_Task item:_ For the word "recessed", search the records and show each line in which it occurs.
■ ■ ■ ■
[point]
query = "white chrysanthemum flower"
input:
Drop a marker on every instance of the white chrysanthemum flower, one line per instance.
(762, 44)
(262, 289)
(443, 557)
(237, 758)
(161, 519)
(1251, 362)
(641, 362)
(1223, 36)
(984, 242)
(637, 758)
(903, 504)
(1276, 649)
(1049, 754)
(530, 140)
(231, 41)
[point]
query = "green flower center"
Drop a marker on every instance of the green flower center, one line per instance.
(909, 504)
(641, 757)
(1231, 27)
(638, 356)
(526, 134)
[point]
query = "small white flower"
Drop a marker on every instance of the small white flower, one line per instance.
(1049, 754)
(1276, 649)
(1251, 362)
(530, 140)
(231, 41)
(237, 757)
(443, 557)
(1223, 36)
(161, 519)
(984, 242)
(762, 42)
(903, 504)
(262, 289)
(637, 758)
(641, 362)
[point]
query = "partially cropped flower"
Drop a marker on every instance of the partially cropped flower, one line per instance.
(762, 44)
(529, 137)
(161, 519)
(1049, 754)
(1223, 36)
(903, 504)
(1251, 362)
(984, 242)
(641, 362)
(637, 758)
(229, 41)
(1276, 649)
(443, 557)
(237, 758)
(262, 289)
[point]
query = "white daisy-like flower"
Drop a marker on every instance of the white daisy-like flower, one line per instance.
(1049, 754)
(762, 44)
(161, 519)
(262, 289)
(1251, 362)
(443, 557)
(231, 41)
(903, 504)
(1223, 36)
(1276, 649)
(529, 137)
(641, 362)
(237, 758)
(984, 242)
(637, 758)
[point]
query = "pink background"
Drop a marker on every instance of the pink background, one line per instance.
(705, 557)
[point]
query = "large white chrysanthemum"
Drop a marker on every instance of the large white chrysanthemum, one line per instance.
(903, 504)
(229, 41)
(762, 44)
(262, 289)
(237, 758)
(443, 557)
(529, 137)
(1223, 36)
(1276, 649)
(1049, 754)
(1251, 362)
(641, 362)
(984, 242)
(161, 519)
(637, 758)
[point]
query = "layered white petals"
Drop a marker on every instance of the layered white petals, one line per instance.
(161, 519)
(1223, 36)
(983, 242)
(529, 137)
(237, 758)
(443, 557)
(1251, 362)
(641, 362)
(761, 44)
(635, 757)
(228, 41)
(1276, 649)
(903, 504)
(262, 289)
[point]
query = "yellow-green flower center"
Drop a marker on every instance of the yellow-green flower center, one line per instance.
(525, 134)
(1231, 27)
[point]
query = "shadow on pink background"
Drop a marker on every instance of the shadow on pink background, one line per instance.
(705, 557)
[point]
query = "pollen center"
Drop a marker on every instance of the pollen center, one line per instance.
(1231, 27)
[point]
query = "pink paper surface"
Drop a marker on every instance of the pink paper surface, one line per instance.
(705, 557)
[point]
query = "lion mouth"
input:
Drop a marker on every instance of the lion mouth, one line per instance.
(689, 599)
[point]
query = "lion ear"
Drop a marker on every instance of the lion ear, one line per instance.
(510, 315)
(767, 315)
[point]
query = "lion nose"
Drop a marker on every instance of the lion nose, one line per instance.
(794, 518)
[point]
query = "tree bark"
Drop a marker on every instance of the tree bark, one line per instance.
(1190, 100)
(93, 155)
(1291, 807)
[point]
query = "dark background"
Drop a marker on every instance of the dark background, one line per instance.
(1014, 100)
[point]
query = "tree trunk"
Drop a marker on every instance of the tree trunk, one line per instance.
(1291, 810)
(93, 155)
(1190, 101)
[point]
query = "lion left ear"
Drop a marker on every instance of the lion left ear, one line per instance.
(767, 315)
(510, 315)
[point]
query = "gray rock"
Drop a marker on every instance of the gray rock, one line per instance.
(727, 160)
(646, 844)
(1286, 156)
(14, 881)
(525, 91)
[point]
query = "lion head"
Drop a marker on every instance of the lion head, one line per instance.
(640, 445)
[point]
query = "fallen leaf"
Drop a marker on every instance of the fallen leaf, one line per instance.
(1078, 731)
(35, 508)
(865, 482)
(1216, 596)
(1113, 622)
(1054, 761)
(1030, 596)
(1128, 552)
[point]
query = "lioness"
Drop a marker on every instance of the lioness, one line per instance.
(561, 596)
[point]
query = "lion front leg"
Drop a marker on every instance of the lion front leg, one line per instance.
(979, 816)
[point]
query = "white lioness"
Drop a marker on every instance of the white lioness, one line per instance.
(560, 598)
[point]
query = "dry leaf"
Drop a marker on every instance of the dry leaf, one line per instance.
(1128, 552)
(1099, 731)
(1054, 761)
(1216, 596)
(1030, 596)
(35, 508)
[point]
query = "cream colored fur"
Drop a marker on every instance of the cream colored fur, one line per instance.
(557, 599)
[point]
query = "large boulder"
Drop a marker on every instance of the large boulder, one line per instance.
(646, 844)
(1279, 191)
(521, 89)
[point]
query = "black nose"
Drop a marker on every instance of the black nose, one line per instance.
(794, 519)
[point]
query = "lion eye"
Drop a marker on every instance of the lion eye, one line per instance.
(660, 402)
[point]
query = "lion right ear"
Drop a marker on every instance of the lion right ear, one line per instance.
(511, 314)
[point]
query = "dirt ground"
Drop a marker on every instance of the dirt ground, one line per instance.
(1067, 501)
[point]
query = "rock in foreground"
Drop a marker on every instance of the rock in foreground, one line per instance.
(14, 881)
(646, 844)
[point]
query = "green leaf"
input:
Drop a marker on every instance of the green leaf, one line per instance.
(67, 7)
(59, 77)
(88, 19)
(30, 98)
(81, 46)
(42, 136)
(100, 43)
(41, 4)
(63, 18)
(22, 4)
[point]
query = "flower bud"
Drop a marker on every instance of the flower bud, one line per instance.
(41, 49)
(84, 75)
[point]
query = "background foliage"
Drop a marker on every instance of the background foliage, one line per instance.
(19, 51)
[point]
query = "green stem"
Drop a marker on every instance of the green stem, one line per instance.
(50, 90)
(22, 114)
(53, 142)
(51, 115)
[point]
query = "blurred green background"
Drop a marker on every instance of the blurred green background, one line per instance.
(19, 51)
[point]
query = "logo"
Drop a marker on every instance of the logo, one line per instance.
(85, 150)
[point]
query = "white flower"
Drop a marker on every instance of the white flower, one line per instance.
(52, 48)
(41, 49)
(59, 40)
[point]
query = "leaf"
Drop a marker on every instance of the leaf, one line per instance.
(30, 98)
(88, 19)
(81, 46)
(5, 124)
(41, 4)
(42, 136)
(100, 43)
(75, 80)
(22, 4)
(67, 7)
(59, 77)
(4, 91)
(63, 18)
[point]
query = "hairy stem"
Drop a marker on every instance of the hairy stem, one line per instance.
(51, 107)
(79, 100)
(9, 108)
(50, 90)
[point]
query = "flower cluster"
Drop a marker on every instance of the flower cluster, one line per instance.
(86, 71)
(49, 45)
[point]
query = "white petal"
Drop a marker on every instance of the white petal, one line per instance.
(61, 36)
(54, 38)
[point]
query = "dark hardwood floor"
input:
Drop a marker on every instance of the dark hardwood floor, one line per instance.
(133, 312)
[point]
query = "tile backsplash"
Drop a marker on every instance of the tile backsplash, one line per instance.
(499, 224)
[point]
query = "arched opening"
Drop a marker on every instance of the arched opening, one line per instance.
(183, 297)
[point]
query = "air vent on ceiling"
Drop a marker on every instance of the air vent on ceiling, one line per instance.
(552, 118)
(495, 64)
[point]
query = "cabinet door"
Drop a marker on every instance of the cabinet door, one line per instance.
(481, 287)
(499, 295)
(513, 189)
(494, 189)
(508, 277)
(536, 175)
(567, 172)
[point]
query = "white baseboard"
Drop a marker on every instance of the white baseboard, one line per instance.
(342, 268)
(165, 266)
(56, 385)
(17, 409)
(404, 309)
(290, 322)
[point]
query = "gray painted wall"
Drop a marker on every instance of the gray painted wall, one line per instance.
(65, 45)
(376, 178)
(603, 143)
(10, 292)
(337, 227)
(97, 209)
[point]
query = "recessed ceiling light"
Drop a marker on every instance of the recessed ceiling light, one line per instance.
■ ■ ■ ■
_Answer for the task:_
query = "recessed ceiling light"
Drop a marker on every instance of the recessed ceiling light, one line per instance.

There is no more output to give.